Given exercise |
Rewrite the entries below as a numbered list, omitting any blank lines.

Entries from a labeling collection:
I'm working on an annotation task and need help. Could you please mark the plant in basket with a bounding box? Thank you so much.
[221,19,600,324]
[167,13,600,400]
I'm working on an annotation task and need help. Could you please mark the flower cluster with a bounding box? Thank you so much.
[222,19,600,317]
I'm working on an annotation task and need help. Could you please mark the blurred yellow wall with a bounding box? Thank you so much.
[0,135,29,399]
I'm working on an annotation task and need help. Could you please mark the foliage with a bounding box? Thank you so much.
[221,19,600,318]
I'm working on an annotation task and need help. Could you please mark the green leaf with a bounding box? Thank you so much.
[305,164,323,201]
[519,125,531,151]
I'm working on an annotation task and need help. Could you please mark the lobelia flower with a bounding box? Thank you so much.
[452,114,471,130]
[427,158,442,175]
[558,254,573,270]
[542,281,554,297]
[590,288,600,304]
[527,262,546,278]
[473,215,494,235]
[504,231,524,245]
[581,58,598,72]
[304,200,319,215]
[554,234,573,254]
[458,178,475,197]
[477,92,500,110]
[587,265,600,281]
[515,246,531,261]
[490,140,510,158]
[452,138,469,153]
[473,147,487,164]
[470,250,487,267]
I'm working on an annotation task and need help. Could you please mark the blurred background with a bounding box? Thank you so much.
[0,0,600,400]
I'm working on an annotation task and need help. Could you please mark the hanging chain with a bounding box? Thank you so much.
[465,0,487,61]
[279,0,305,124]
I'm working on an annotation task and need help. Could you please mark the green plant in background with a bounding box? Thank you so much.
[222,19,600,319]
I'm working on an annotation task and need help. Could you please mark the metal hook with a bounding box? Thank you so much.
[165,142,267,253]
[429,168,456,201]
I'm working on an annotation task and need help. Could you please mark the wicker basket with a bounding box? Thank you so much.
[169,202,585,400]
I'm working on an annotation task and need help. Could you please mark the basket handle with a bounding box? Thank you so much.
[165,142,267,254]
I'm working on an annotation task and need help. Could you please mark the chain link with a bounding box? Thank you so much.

Result of the task |
1. I'm working on an annotation task and need help. Could you please mark the plant in basket with a bounding box? Thank you so much.
2. [221,19,600,324]
3. [167,13,600,400]
4. I'm working on an annotation task and need help. Could you please mark the flower cluster with a bounding box? Thank you so much.
5. [222,19,600,317]
6. I'm working on an annotation task and need help. Could you please mark the blurred yellow wall with a bounding box? Thank you so much.
7. [0,135,29,399]
8. I'm working on an annotation task and need help. Could you please mark the foliage with a bounding box? Thank you so much.
9. [221,19,600,318]
10. I'm working on an annotation task and need help. Could you please mark the green leaf with a bounding box? Thank you so much.
11. [305,164,323,201]
12. [519,125,531,151]
13. I'm working on an annotation task and need help. Could you please mark the lobelia flower with a bounding box? Thank you so much.
14. [452,114,471,130]
15. [427,158,442,175]
16. [558,254,573,270]
17. [542,281,554,297]
18. [590,288,600,304]
19. [527,262,546,278]
20. [473,215,494,235]
21. [504,231,524,245]
22. [581,58,598,72]
23. [304,200,319,215]
24. [554,234,573,254]
25. [458,178,475,197]
26. [477,92,500,110]
27. [587,265,600,281]
28. [515,246,531,261]
29. [490,140,510,158]
30. [452,138,469,153]
31. [473,147,487,164]
32. [470,250,487,267]
33. I'm working on an annotation task and need help. Could you please mark the blurred background with a bounding box? Thank you so much.
34. [0,0,600,400]
35. I'm working on an annotation task and need help. Could you please mark the hanging chain with a bounding box? Thank you so much.
36. [465,0,487,61]
37. [279,0,305,124]
38. I'm working on an annotation task and need help. Could you please mark the green plant in background with a bounding box? Thank you so much.
39. [222,19,600,319]
40. I'm working on an annotation task and need help. Could you please mark the metal hook with a bounding box? Thank you so much.
41. [165,142,267,253]
42. [429,168,456,201]
43. I'm working on an annotation task and need help. Could you please mark the wicker basket with a bounding box? Thank you so much.
44. [169,202,585,400]
45. I'm working on an annotation task and need help. Could you please mark the basket handle with a bounding box? Thank you so much.
46. [165,142,267,254]
47. I'm working on an annotation task and need help. Could you please mark the chain link with a bounding box? Thank you so much.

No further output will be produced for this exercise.